**Texte de lecture:**

──────

Soixante ans après le livre de René Dumont, l’Afrique reste à quai
Au lendemain des indépendances africaines, le pionnier français de l’écologie politique publiait un livre dans lequel il dressait un diagnostic sombre de l’avenir du continent. Six décennies plus tard, à bien des égards, ses conclusions demeurent d’actualité.
En 1962, l’agronome français René Dumont publie L’Afrique noire est mal partie. Si l’auteur est bienveillant, il délivre néanmoins un réquisitoire méthodique sévère sur l’Afrique subsaharienne, condamnée au sous-développement par ses élites. Dans son diagnostic, il déplore l’absence de politiques agricole et éducative, et dénonce le poids de la corruption et du népotisme qui érodent les ressorts de la prospérité.
Ses réflexions provoqueront un scandale, tant la voix de René Dumont est à contre-courant de l’euphorie post-coloniale dominante à l’époque, qui prédisait un avenir radieux au continent africain. Le débat sera tranché par la suite, les analyses de Dumont s’avérant prophétiques et, plus d’un demi-siècle plus tard, elles sonnent toujours aussi juste.

──────

**Consigne A:**
Répondez aux questions suivantes à partir du texte sur le livre de René Dumont.
(i) En quelle année René Dumont publie-t-il L'Afrique noire est mal partie ?
(ii) Quel métier le texte attribue-t-il à René Dumont ?
(iii) À quelle ambiance dominante de l'époque la voix de René Dumont allait-elle à contre-courant ?
**Consigne B:**
Reprenez le texte sur le livre de René Dumont après sa dernière phrase et rédigez-en la suite.

──────

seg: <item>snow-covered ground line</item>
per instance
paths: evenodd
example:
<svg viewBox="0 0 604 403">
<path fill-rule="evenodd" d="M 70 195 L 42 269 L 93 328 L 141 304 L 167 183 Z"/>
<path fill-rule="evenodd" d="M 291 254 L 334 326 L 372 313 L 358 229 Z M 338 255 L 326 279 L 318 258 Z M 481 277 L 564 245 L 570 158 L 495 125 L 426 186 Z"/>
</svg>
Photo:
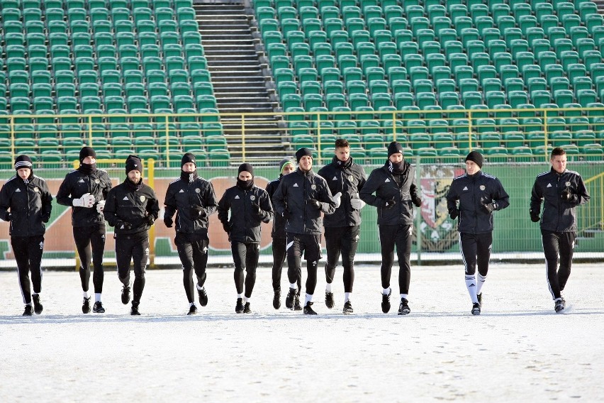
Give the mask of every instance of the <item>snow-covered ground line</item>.
<svg viewBox="0 0 604 403">
<path fill-rule="evenodd" d="M 149 270 L 132 317 L 114 270 L 104 314 L 81 311 L 76 272 L 45 272 L 44 312 L 21 316 L 15 272 L 0 272 L 0 402 L 600 401 L 604 266 L 575 265 L 554 312 L 544 265 L 492 264 L 472 316 L 462 265 L 412 267 L 407 316 L 381 311 L 377 266 L 356 267 L 354 314 L 324 301 L 315 317 L 275 311 L 259 268 L 252 314 L 235 313 L 230 269 L 211 269 L 196 316 L 179 270 Z M 306 276 L 305 276 L 306 278 Z M 92 287 L 91 279 L 91 287 Z M 284 296 L 286 275 L 282 279 Z M 396 294 L 396 296 L 395 296 Z"/>
</svg>

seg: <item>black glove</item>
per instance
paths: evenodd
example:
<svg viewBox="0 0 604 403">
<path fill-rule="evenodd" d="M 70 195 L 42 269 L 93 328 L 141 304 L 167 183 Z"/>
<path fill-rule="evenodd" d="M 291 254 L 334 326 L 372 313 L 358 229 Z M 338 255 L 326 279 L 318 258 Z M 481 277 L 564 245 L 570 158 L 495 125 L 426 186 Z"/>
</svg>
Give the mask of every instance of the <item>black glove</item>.
<svg viewBox="0 0 604 403">
<path fill-rule="evenodd" d="M 391 199 L 390 200 L 386 200 L 384 204 L 384 209 L 392 209 L 394 205 L 396 204 L 396 200 L 394 199 L 394 197 Z"/>
<path fill-rule="evenodd" d="M 497 204 L 495 203 L 487 203 L 486 204 L 483 204 L 482 206 L 489 214 L 497 209 Z"/>
<path fill-rule="evenodd" d="M 172 228 L 172 225 L 174 223 L 174 221 L 172 220 L 172 217 L 166 216 L 164 217 L 164 223 L 166 224 L 167 227 Z"/>
<path fill-rule="evenodd" d="M 308 204 L 317 210 L 321 209 L 321 203 L 318 200 L 315 200 L 315 199 L 309 199 Z"/>
<path fill-rule="evenodd" d="M 534 213 L 533 211 L 530 211 L 530 221 L 534 223 L 539 221 L 539 214 L 537 213 Z"/>
<path fill-rule="evenodd" d="M 201 206 L 194 206 L 191 208 L 189 214 L 191 219 L 198 220 L 206 216 L 206 210 Z"/>
</svg>

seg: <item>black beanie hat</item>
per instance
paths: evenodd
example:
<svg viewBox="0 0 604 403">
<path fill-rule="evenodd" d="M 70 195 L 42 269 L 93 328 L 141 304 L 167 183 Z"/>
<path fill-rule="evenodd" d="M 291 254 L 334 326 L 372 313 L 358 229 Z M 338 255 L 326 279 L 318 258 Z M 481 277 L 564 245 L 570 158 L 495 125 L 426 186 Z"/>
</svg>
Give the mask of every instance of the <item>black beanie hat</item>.
<svg viewBox="0 0 604 403">
<path fill-rule="evenodd" d="M 96 153 L 94 152 L 92 147 L 82 147 L 79 150 L 79 163 L 81 164 L 84 159 L 86 157 L 96 158 Z"/>
<path fill-rule="evenodd" d="M 182 156 L 182 160 L 180 160 L 180 169 L 187 162 L 193 162 L 195 164 L 195 167 L 197 168 L 197 163 L 195 162 L 195 155 L 191 153 L 187 153 Z"/>
<path fill-rule="evenodd" d="M 479 153 L 478 151 L 471 151 L 468 156 L 466 157 L 466 161 L 474 161 L 476 162 L 476 165 L 479 167 L 482 167 L 482 165 L 484 163 L 484 157 L 482 156 L 482 154 Z"/>
<path fill-rule="evenodd" d="M 252 164 L 244 162 L 239 165 L 239 170 L 237 171 L 237 175 L 239 175 L 239 174 L 240 174 L 243 171 L 250 172 L 252 177 L 254 176 L 254 167 L 252 166 Z"/>
<path fill-rule="evenodd" d="M 142 161 L 137 155 L 128 155 L 126 158 L 126 175 L 130 171 L 137 170 L 142 173 Z"/>
<path fill-rule="evenodd" d="M 393 141 L 388 145 L 388 158 L 389 158 L 391 155 L 397 153 L 403 154 L 403 145 L 398 141 Z"/>
<path fill-rule="evenodd" d="M 31 158 L 27 155 L 22 155 L 15 158 L 15 170 L 16 171 L 21 168 L 29 168 L 31 170 L 33 165 Z"/>
<path fill-rule="evenodd" d="M 302 158 L 304 155 L 308 155 L 308 157 L 313 158 L 313 152 L 311 151 L 310 148 L 302 148 L 296 152 L 296 161 L 299 164 L 300 159 Z"/>
</svg>

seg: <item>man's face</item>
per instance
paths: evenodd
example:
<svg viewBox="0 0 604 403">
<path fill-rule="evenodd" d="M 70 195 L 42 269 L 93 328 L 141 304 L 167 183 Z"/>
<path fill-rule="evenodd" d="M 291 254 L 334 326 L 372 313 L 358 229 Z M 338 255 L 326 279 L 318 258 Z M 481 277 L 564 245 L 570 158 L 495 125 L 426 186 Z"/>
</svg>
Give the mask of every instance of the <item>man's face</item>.
<svg viewBox="0 0 604 403">
<path fill-rule="evenodd" d="M 195 172 L 195 164 L 193 162 L 186 162 L 182 166 L 182 172 L 188 174 Z"/>
<path fill-rule="evenodd" d="M 566 155 L 554 155 L 549 162 L 552 163 L 552 166 L 554 167 L 554 170 L 558 172 L 559 174 L 561 174 L 566 170 Z"/>
<path fill-rule="evenodd" d="M 310 155 L 303 155 L 300 158 L 298 165 L 303 171 L 310 171 L 313 167 L 313 158 Z"/>
<path fill-rule="evenodd" d="M 335 156 L 340 161 L 346 161 L 350 157 L 349 147 L 338 147 L 335 149 Z"/>
<path fill-rule="evenodd" d="M 468 172 L 468 175 L 473 175 L 479 170 L 480 167 L 478 166 L 478 164 L 469 160 L 466 161 L 466 172 Z"/>
<path fill-rule="evenodd" d="M 138 171 L 136 170 L 132 170 L 128 173 L 128 179 L 132 183 L 138 183 L 140 181 L 140 171 Z"/>
<path fill-rule="evenodd" d="M 31 170 L 30 168 L 19 168 L 17 170 L 17 175 L 19 175 L 20 178 L 26 180 L 31 175 Z"/>
</svg>

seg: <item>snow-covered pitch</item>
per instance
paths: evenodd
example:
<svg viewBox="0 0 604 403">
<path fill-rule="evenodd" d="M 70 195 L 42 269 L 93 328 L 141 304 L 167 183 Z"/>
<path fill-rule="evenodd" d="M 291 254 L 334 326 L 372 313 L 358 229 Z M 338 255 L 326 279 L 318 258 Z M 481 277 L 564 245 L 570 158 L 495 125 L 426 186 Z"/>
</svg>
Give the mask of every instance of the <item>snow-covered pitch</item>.
<svg viewBox="0 0 604 403">
<path fill-rule="evenodd" d="M 44 311 L 30 318 L 16 271 L 0 272 L 0 401 L 601 401 L 602 263 L 574 265 L 563 314 L 544 265 L 491 264 L 478 316 L 461 263 L 411 270 L 410 315 L 396 314 L 398 270 L 384 314 L 379 266 L 359 265 L 345 316 L 341 267 L 331 310 L 320 269 L 313 317 L 285 309 L 285 269 L 279 311 L 270 269 L 258 270 L 252 314 L 235 313 L 233 270 L 208 270 L 196 316 L 181 271 L 148 270 L 135 317 L 114 270 L 106 314 L 82 313 L 77 272 L 45 272 Z"/>
</svg>

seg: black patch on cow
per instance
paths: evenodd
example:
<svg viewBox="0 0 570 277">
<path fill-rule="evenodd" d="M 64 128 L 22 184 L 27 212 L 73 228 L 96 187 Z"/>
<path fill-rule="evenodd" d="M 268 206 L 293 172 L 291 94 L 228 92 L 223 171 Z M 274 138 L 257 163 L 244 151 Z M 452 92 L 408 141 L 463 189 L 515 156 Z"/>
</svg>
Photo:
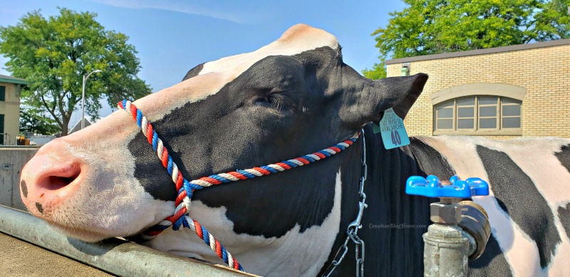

──────

**Réponse attendue A:**
(i) En 1962.
(ii) Agronome.
(iii) À l'euphorie post-coloniale, qui prédisait un avenir radieux au continent africain.

**Réponse attendue B:**
Potentiel étourdissant
La première partie de l’ouvrage est consacrée à l’agriculture, caractérisée aujourd’hui par le sous-investissement et l’inadéquation des systèmes. Les rendements pâtissent des moyens rudimentaires, la moitié des productions vivrières est perdue, le cacao, le café, le coton occupent des masses d’agriculteurs pour un maigre revenu qui les détournent pourtant de cultures indispensables pour l’assiette.
Si le continent détient la majorité des terres arables inexploitées du globe, le secteur agricole ne réalise pas les performances que l’on est en droit d’espérer de lui au regard de son potentiel étourdissant. Dans l’alimentation, le recours aux importations est prépondérant, pour une facture annuelle dépassant les 50 milliards de dollars. Un phénomène d’autant plus surprenant que la région, en plus des terres, dispose d’une jeunesse abondante et désœuvrée.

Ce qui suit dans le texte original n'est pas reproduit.